Reproduce the lines of the data below verbatim, starting at the line containing "road --coords pixels" and ending at the line containing "[[[19,142],[4,153],[18,153],[22,150],[22,143]]]", with both of those lines included.

===== DATA FOR THIS EXERCISE =====

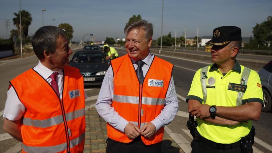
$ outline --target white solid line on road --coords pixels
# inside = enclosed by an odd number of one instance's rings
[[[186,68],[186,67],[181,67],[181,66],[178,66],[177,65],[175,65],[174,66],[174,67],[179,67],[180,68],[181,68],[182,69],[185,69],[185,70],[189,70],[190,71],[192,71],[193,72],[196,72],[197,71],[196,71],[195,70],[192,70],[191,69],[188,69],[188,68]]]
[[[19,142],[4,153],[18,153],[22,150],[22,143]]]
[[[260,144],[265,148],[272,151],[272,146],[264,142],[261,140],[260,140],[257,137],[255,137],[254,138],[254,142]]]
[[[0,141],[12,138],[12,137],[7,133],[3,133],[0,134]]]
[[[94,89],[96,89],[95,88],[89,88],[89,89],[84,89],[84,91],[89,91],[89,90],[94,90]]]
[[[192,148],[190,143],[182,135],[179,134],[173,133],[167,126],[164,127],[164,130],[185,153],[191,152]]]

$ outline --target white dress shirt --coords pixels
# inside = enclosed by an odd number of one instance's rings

=====
===== DATA FOR THIS EXERCISE =====

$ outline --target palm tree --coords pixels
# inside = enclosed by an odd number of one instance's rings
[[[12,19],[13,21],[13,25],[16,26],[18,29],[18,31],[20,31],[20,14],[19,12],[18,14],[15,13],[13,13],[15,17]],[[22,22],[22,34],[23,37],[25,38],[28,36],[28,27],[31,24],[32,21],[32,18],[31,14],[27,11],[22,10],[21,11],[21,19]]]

=====
===== DATA FOR THIS EXERCISE =====

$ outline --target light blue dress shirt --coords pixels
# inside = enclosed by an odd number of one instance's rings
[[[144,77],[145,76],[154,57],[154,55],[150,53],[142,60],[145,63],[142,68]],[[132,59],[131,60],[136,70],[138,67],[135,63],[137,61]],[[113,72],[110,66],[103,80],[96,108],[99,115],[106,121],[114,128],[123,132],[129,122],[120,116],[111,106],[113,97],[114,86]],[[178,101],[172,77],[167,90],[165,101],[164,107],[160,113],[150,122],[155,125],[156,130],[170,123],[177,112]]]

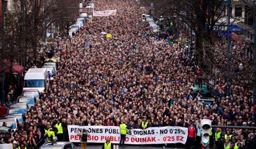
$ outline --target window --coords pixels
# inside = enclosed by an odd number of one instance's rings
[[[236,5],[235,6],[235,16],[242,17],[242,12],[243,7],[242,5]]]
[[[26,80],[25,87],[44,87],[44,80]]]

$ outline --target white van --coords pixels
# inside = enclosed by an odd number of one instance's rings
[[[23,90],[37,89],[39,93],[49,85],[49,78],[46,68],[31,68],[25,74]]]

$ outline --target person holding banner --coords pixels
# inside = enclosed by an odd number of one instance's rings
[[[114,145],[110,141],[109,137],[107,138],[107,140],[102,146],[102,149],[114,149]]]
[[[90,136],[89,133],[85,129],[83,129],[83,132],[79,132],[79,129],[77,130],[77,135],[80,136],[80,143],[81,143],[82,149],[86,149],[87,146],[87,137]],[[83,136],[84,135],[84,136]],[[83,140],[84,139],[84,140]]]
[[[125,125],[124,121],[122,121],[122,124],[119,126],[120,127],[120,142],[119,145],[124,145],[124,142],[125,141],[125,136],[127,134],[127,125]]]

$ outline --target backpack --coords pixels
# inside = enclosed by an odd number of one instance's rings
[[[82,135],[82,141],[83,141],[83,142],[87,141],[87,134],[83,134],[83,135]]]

=====

THE ANSWER:
$ outline --target white solid line on road --coords pixels
# inside = enclosed by an odd number of one instance's rings
[[[186,68],[186,67],[181,67],[181,66],[178,66],[177,65],[175,65],[174,66],[174,67],[179,67],[180,68],[181,68],[182,69],[185,69],[185,70],[189,70],[190,71],[192,71],[193,72],[196,72],[197,71],[196,71],[195,70],[192,70],[191,69],[188,69],[188,68]]]
[[[19,142],[4,153],[18,153],[22,150],[22,143]]]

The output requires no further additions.